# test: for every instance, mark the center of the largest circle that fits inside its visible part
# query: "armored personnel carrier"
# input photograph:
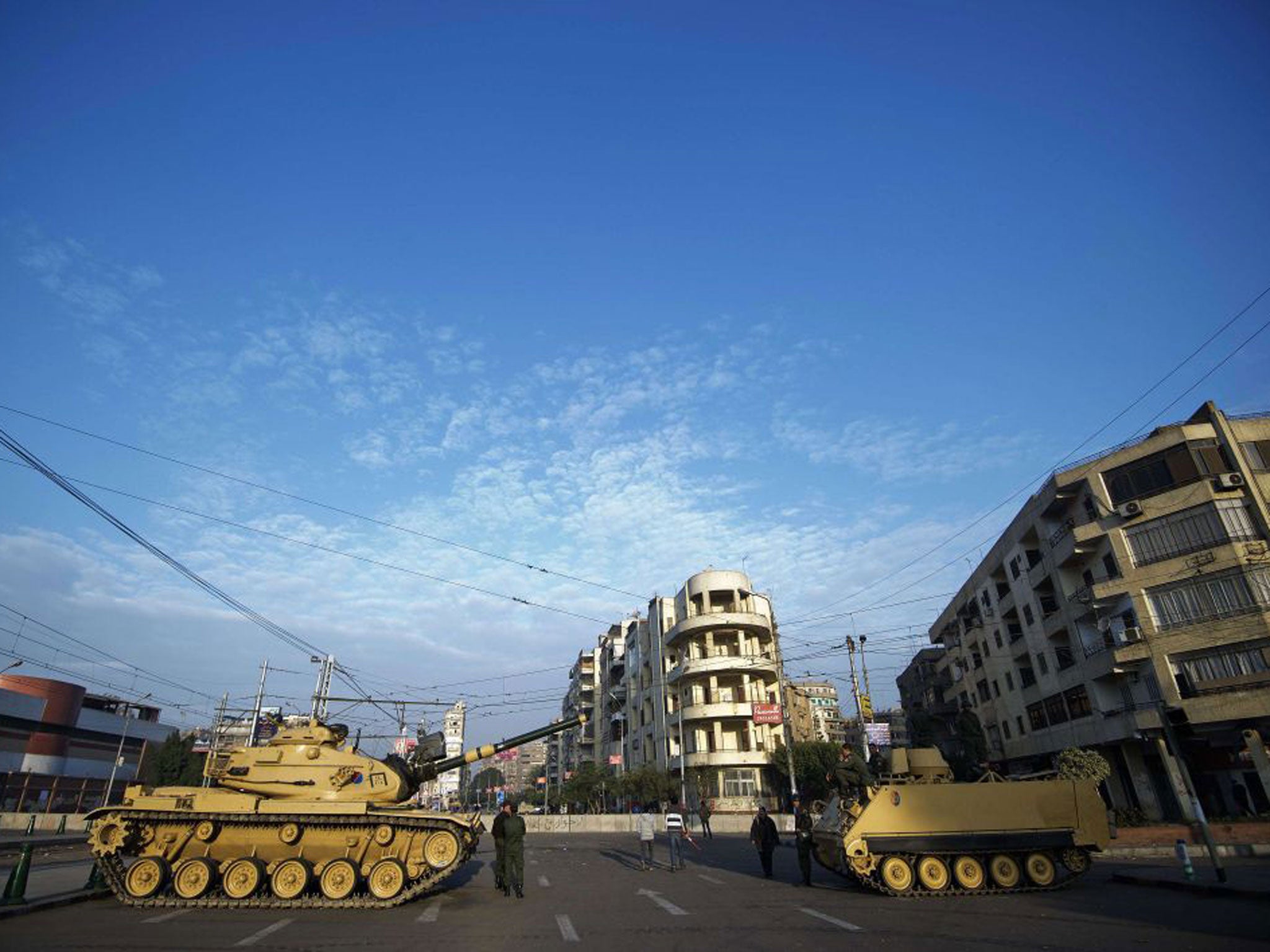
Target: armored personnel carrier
(922, 834)
(304, 821)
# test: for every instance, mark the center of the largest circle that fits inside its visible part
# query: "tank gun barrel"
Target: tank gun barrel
(431, 771)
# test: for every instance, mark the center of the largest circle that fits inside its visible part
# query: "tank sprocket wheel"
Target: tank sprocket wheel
(897, 874)
(933, 874)
(338, 880)
(1076, 860)
(290, 879)
(388, 879)
(441, 850)
(146, 878)
(968, 873)
(193, 878)
(111, 834)
(1005, 871)
(243, 878)
(1041, 868)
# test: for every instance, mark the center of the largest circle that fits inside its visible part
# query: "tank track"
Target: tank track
(113, 867)
(874, 880)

——

What to work on:
Please rewrite the whole listing above, replacing "sprocket wheel" with "drive wheel" wherever it appears and changing nothing else. Leave out the pictures.

Written response:
# test: for every instance, mark the center of the largest circle that fits inside its visible part
# query: "armored personnel carrier"
# input photograph:
Target: armored personnel carrier
(922, 834)
(304, 821)
# test: for every instance, mark the center of the largest circle that fits inside its visible part
# query: "tank gun barrel"
Target: tank gun barrel
(431, 771)
# test: for every instance, mark the center of the largest circle that fits inside its visible part
# query: "tank drive wheel"
Target: tank drive wheel
(897, 874)
(933, 874)
(338, 880)
(1076, 860)
(290, 879)
(388, 879)
(441, 850)
(146, 878)
(968, 873)
(193, 878)
(111, 834)
(1005, 871)
(243, 878)
(1041, 868)
# test: for every instance, mark the center of the largest circle that fits inside its visible part
# query: "tank track"
Target: tank track
(113, 867)
(874, 880)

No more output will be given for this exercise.